Material provided.
_ _ _
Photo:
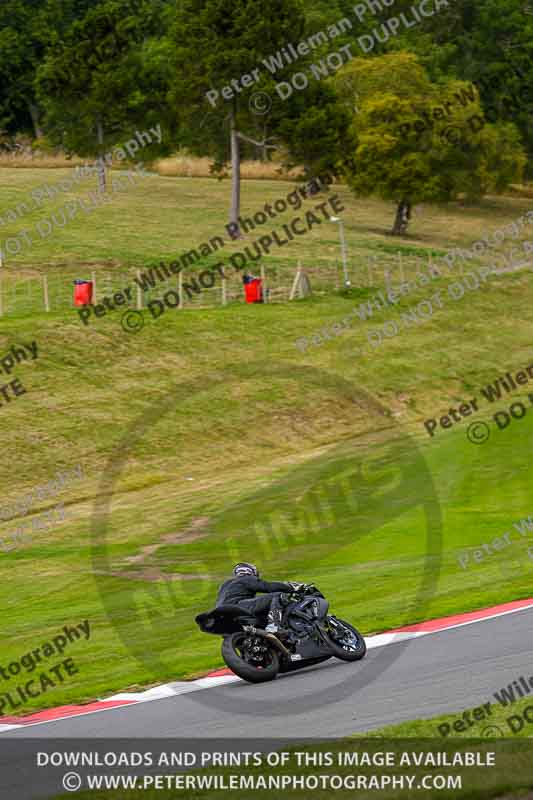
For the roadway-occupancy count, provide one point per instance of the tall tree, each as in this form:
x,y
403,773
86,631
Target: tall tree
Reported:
x,y
27,29
106,76
416,141
217,42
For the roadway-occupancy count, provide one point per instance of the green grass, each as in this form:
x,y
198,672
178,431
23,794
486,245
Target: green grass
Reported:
x,y
245,440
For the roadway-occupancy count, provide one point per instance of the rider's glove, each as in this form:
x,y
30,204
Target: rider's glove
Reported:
x,y
296,586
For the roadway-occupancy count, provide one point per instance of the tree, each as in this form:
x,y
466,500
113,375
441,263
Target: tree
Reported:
x,y
107,75
489,43
217,42
415,141
27,29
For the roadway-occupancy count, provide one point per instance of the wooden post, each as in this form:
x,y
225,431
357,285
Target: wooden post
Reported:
x,y
387,280
402,273
139,292
224,292
296,283
46,299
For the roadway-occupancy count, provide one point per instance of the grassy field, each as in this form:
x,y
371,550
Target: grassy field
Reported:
x,y
209,437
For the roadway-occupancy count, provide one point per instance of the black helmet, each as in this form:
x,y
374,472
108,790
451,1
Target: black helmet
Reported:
x,y
243,568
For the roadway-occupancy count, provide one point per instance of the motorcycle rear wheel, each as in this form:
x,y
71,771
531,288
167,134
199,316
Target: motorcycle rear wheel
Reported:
x,y
355,646
243,668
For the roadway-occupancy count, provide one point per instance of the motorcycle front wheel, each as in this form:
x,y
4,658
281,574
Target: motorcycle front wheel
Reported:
x,y
250,657
345,641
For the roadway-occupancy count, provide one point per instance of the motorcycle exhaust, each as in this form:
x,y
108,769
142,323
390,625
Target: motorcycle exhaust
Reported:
x,y
276,642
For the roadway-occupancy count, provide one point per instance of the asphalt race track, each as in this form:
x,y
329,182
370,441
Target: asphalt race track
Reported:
x,y
443,672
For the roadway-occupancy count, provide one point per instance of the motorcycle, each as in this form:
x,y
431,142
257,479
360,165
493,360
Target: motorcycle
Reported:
x,y
308,635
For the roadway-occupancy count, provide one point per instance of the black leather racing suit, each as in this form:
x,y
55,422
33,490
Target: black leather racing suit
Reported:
x,y
242,590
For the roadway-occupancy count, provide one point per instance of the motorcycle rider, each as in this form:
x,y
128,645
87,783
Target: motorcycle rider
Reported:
x,y
245,584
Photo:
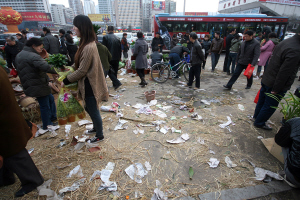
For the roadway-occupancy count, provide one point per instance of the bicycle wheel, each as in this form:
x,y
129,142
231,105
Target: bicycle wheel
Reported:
x,y
186,71
160,73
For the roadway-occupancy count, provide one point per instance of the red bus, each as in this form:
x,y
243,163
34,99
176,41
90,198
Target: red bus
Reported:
x,y
167,24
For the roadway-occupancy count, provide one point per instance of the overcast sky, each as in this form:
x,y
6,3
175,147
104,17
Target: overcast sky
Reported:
x,y
191,5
_ _ _
What is required.
The records above must be transcribed exactly. Pictures are left out of the copy.

The completed task.
Photo:
For the roadway-occupancy count, provide one point per instance of the tall tree, each as in this form:
x,y
403,773
86,631
Target: tall tree
Reported:
x,y
27,29
106,76
416,141
217,42
For the roadway-occupancy count, provide one point per instance of the green grass, each as in this form:
x,y
198,672
178,431
23,794
486,245
Target: green grass
Reported:
x,y
245,440
For the roadway-occupancy count, provide one point per instance of the rider's glove, each as in this form:
x,y
30,204
Target: rider's glove
Reported:
x,y
296,586
For the roadway-occupancy count, provide one point per instance of the tree, each as in this form:
x,y
466,500
113,375
441,263
Target: tree
Reported:
x,y
107,75
489,43
217,42
415,141
27,29
For the roadway-occupancy count, provide one point per instance of the wooden post, each as in this form:
x,y
225,431
357,285
Target: wooden post
Reported:
x,y
387,280
402,273
139,292
224,292
296,283
46,299
For the roadway-occupancy count, provide one point per instance of the grassy field, each as in this form:
x,y
371,550
Target: grassy field
Reported:
x,y
209,437
For the roadway-occupancy count, provide one point per instance of the black helmet, each as in this form:
x,y
374,472
108,790
451,1
Target: black helmet
Reported:
x,y
243,568
For the roadway-occupancy count, provide one point per instance of the motorcycle rear wheel, each as in this form:
x,y
71,771
531,288
167,134
199,316
Target: motorcycle rear wheel
Reported:
x,y
355,646
243,668
For the roadway-occupancy count, provide one point per instance of the motorcycle front wheel, each as in this form:
x,y
4,658
281,574
Target: motorcycle front wheel
Reported:
x,y
250,657
345,641
For the roadway-occupancy count, provide one point per instance of the motorcycle exhaust, each as in this form:
x,y
108,769
142,323
390,625
Target: motorcycle exhaust
Reported:
x,y
276,642
For the roadway-occupancy count, provide one point per instance of the asphalt race track, each as in this form:
x,y
329,182
370,441
Target: asphalt race track
Reported:
x,y
443,672
For the roadway-occupancy count, provide one point per instance of the motorcycle, each as in this form:
x,y
431,142
257,479
360,165
493,360
Target: motorcycle
Reported:
x,y
308,635
For the roadway-occupancy count, provide one point per instance of the black leather racing suit, each as in this form:
x,y
55,422
33,490
Target: black leather racing suit
Reported:
x,y
242,590
For the roadway-occupancy count, provide one point per instance of the motorcycle rider, each as in this form:
x,y
128,645
87,783
Target: motorcycle rider
Reported:
x,y
245,584
Photo:
For the roadway-occupancy count, provide one point per instance of the bicycle wheel, each as in this form:
x,y
129,142
231,105
Target: bicycle wheel
Reported:
x,y
186,71
160,73
For the roadway-occupancy count, provide one point per instance of the red bus, each as in this form:
x,y
243,163
34,99
176,41
90,198
Target: red bus
Reported:
x,y
167,24
For the roadway-occupancy count, provide one point per instance of the overcast sky, each as in this form:
x,y
6,3
175,147
104,17
Target: overcast sky
Reported:
x,y
191,5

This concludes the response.